■ The input ■
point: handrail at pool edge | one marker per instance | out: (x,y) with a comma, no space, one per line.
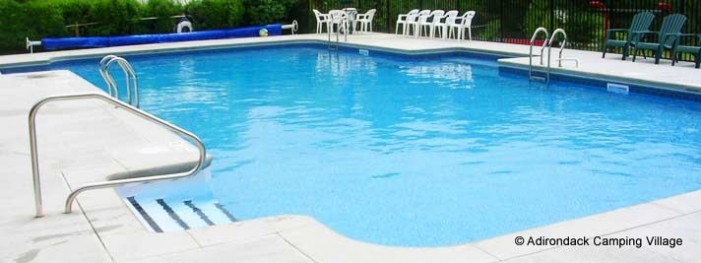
(72,196)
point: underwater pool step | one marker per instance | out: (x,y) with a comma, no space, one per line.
(162,215)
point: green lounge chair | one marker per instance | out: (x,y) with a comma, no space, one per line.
(667,37)
(694,50)
(641,22)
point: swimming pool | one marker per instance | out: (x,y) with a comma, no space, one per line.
(413,151)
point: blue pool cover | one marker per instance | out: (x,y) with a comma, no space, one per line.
(91,42)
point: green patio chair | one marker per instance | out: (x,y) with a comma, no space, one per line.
(694,50)
(667,37)
(641,22)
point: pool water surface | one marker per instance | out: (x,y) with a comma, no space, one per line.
(414,151)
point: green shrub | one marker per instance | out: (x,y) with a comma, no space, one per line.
(115,17)
(163,10)
(215,14)
(260,12)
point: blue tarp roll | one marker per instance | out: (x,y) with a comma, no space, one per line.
(90,42)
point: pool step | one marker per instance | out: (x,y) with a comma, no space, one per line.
(162,215)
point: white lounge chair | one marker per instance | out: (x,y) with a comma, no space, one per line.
(321,20)
(421,18)
(365,21)
(339,19)
(403,19)
(450,18)
(430,26)
(465,23)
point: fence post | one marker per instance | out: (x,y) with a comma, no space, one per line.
(552,15)
(388,13)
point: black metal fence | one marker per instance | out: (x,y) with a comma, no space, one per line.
(513,21)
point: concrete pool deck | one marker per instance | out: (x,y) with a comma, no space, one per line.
(100,140)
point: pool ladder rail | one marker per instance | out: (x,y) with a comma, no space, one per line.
(130,77)
(547,42)
(34,152)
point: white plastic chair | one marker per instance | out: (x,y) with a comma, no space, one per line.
(421,17)
(339,19)
(404,19)
(321,20)
(436,17)
(450,18)
(465,23)
(365,21)
(183,25)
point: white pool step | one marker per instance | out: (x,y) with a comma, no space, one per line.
(163,215)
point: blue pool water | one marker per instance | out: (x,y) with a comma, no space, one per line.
(403,151)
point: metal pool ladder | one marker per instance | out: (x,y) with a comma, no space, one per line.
(132,82)
(546,79)
(562,47)
(106,184)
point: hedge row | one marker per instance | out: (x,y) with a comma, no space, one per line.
(37,19)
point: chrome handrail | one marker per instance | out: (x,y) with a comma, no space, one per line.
(562,46)
(542,49)
(71,197)
(129,73)
(111,86)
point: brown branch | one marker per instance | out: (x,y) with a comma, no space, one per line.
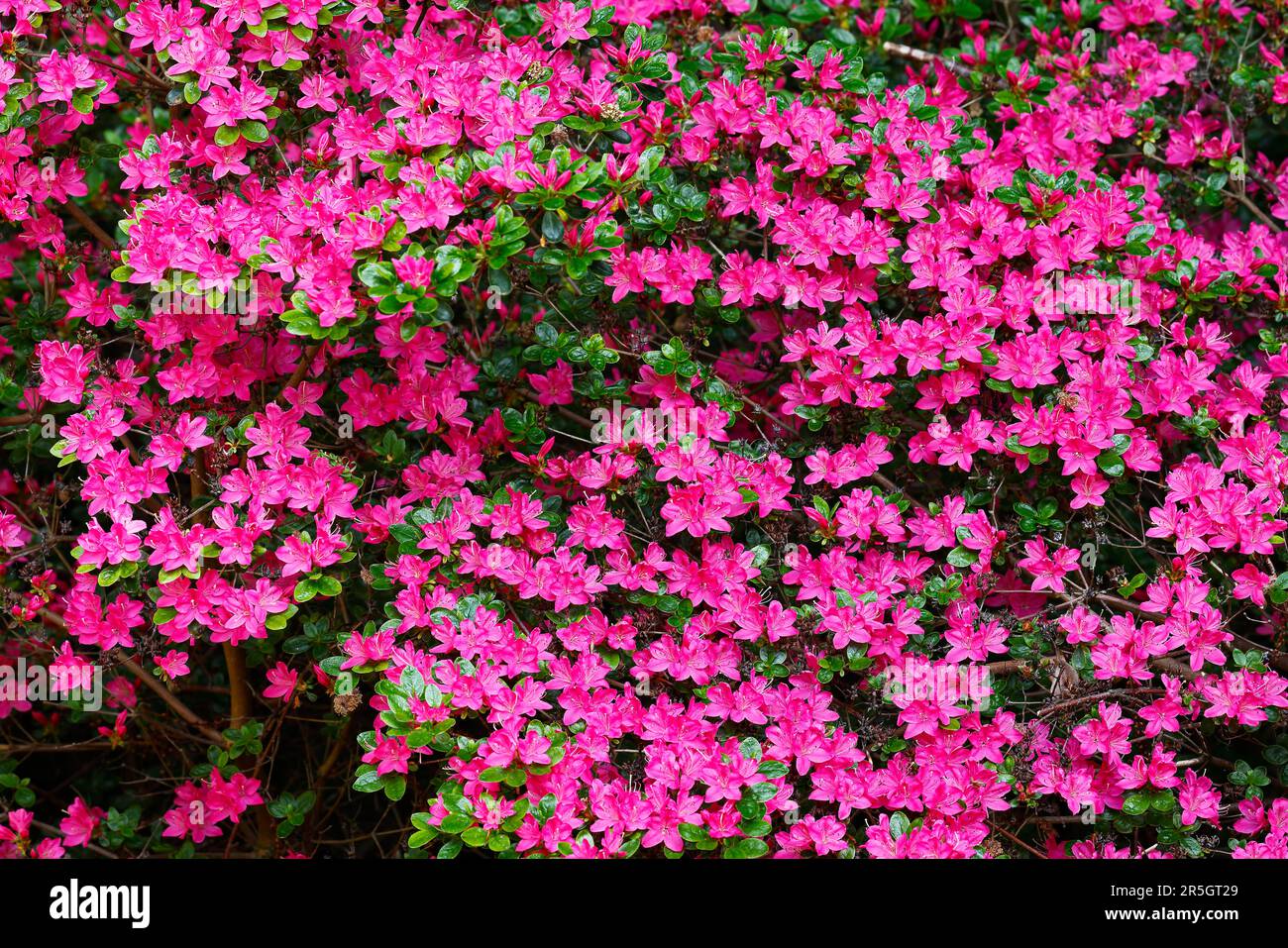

■ About this exercise ■
Take the line containing "point: metal pool" and all lines after it to the end of the data above, and reproduce them exactly, leaving out pictures. Nothing else belongs in the copy.

■ Solved problem ■
point: metal pool ladder | one marker per instance | out: (x,y) with a comma, no space, one per line.
(132,82)
(546,79)
(562,47)
(106,184)
point: hedge row | one marker per instance | out: (x,y) with a comma, no space, one per line.
(37,19)
point: chrome handrail | one marker per instance | out: (x,y) with a comma, no space, one per line.
(562,46)
(542,49)
(71,197)
(129,73)
(111,86)
point: brown branch | one marker per instance | out: (x,y) with a comma, no space, one per line.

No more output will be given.